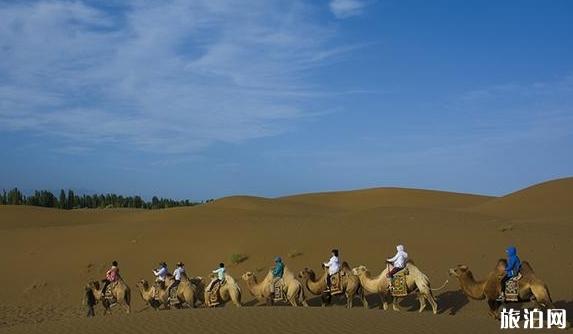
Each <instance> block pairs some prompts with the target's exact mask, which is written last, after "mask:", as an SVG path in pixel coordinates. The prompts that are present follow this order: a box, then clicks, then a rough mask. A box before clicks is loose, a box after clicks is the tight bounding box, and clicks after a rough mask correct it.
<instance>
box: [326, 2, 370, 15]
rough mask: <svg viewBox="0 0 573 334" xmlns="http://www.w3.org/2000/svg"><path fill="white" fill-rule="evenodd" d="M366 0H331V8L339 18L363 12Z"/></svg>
mask: <svg viewBox="0 0 573 334" xmlns="http://www.w3.org/2000/svg"><path fill="white" fill-rule="evenodd" d="M366 5H367V4H366V1H364V0H331V1H330V10H331V11H332V13H333V14H334V16H336V17H337V18H339V19H343V18H347V17H350V16H356V15H360V14H362V12H363V10H364V7H366Z"/></svg>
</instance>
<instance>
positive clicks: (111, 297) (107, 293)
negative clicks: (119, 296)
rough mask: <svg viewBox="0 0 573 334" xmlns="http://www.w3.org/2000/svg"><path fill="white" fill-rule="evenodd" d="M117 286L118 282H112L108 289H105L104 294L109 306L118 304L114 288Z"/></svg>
mask: <svg viewBox="0 0 573 334" xmlns="http://www.w3.org/2000/svg"><path fill="white" fill-rule="evenodd" d="M116 285H117V282H111V283H109V284H108V285H107V287H106V288H105V291H104V292H103V297H104V298H105V301H106V303H107V304H108V305H110V306H113V305H114V304H116V303H117V299H116V298H115V296H114V295H113V292H112V290H113V288H114V287H115V286H116Z"/></svg>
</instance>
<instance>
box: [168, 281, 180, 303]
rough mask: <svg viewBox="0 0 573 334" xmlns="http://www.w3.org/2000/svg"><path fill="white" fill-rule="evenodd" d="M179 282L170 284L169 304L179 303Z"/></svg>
mask: <svg viewBox="0 0 573 334" xmlns="http://www.w3.org/2000/svg"><path fill="white" fill-rule="evenodd" d="M178 286H179V284H171V286H169V288H168V289H169V304H171V305H176V304H179V298H177V288H178Z"/></svg>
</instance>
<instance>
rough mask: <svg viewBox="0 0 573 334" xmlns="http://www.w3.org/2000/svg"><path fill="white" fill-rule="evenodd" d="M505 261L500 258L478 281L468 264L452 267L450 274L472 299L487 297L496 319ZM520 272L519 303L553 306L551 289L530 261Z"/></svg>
mask: <svg viewBox="0 0 573 334" xmlns="http://www.w3.org/2000/svg"><path fill="white" fill-rule="evenodd" d="M505 263H506V262H505V259H501V260H499V261H498V264H497V266H496V268H495V270H494V271H492V272H490V273H489V274H488V275H487V278H486V279H485V280H478V281H476V280H475V278H474V276H473V273H472V272H471V270H470V269H469V268H468V266H466V265H458V266H456V267H454V268H451V269H450V276H454V277H456V278H457V279H458V281H459V282H460V287H461V289H462V291H463V292H464V294H465V295H466V296H468V297H469V298H471V299H476V300H483V299H485V300H486V301H487V304H488V306H489V312H488V314H489V315H490V316H492V317H494V318H495V319H499V316H498V314H497V310H498V309H499V307H500V306H501V304H502V302H500V301H497V300H496V299H497V297H498V296H499V294H500V293H501V278H502V277H503V271H504V269H505ZM520 273H521V276H522V277H521V279H520V280H519V297H518V298H519V301H518V303H524V302H530V301H532V302H535V303H536V304H538V305H539V306H541V307H545V308H552V307H553V302H552V301H551V296H550V294H549V289H548V288H547V285H546V284H545V283H544V282H543V281H542V280H540V279H538V278H537V276H536V275H535V272H534V271H533V269H532V268H531V265H530V264H529V262H527V261H523V262H522V265H521V270H520Z"/></svg>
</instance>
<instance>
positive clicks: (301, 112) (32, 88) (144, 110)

• Directions:
Nothing but an exact repeat of the records, pictures excluded, belongs in the answer.

• Finished task:
Each <instance> block pairs some prompts with the target's exact mask, which is written last, after "mask:", as an SVG path in pixel coordinates. The prompts that are present follow this order: a box, then clicks, then a rough mask. A box before clicks is loose, a box after clicks is the tight bounding box, and clicks after a rough mask correct it.
<instance>
box: [326, 2, 370, 15]
rough mask: <svg viewBox="0 0 573 334" xmlns="http://www.w3.org/2000/svg"><path fill="white" fill-rule="evenodd" d="M366 0H331V8L339 18L363 12Z"/></svg>
mask: <svg viewBox="0 0 573 334" xmlns="http://www.w3.org/2000/svg"><path fill="white" fill-rule="evenodd" d="M366 5H367V4H366V1H364V0H331V1H330V10H331V11H332V13H333V14H334V16H336V17H337V18H339V19H343V18H347V17H350V16H356V15H360V14H362V12H363V10H364V7H366Z"/></svg>
</instance>
<instance>
positive clicks: (111, 297) (107, 293)
negative clicks: (119, 296)
rough mask: <svg viewBox="0 0 573 334" xmlns="http://www.w3.org/2000/svg"><path fill="white" fill-rule="evenodd" d="M117 286L118 282H112L108 289H105L104 294L109 306L118 304L114 288Z"/></svg>
mask: <svg viewBox="0 0 573 334" xmlns="http://www.w3.org/2000/svg"><path fill="white" fill-rule="evenodd" d="M116 285H117V282H111V283H109V284H108V285H107V287H106V288H105V291H104V292H103V297H104V298H105V301H106V303H107V304H108V305H110V306H113V305H114V304H116V303H117V299H116V298H115V296H114V295H113V292H112V290H113V288H114V287H115V286H116Z"/></svg>
</instance>
<instance>
box: [168, 281, 180, 303]
rough mask: <svg viewBox="0 0 573 334" xmlns="http://www.w3.org/2000/svg"><path fill="white" fill-rule="evenodd" d="M179 282L170 284L169 304L179 303Z"/></svg>
mask: <svg viewBox="0 0 573 334" xmlns="http://www.w3.org/2000/svg"><path fill="white" fill-rule="evenodd" d="M178 286H179V284H171V286H169V288H168V289H169V304H171V305H176V304H179V298H177V288H178Z"/></svg>
</instance>
<instance>
rough mask: <svg viewBox="0 0 573 334" xmlns="http://www.w3.org/2000/svg"><path fill="white" fill-rule="evenodd" d="M505 261L500 258L478 281L468 264L452 267L450 274L472 299L487 297L496 319ZM520 272L519 303L553 306L551 289L530 261Z"/></svg>
mask: <svg viewBox="0 0 573 334" xmlns="http://www.w3.org/2000/svg"><path fill="white" fill-rule="evenodd" d="M505 263H506V262H505V259H501V260H499V261H498V264H497V266H496V268H495V270H494V271H492V272H490V273H489V274H488V275H487V278H486V279H485V280H478V281H476V280H475V278H474V276H473V273H472V272H471V270H470V269H469V268H468V266H466V265H458V266H456V267H454V268H451V269H450V276H454V277H456V278H457V279H458V281H459V282H460V287H461V289H462V291H463V292H464V294H465V295H466V296H468V297H469V298H471V299H476V300H483V299H485V300H486V301H487V304H488V306H489V312H488V314H489V315H490V316H492V317H494V318H495V319H499V316H498V314H497V310H498V309H499V307H500V306H501V304H502V302H500V301H497V300H496V299H497V297H498V296H499V294H500V293H501V278H502V277H503V271H504V269H505ZM520 273H521V276H522V277H521V279H520V280H519V297H518V298H519V301H518V303H524V302H530V301H532V302H535V303H536V304H538V305H539V306H541V307H545V308H552V307H553V302H552V301H551V296H550V294H549V289H548V288H547V285H546V284H545V283H544V282H543V281H542V280H540V279H538V278H537V276H536V275H535V272H534V271H533V269H532V268H531V265H530V264H529V262H527V261H523V262H522V265H521V270H520Z"/></svg>
</instance>
<instance>
positive clicks: (301, 112) (32, 88) (144, 110)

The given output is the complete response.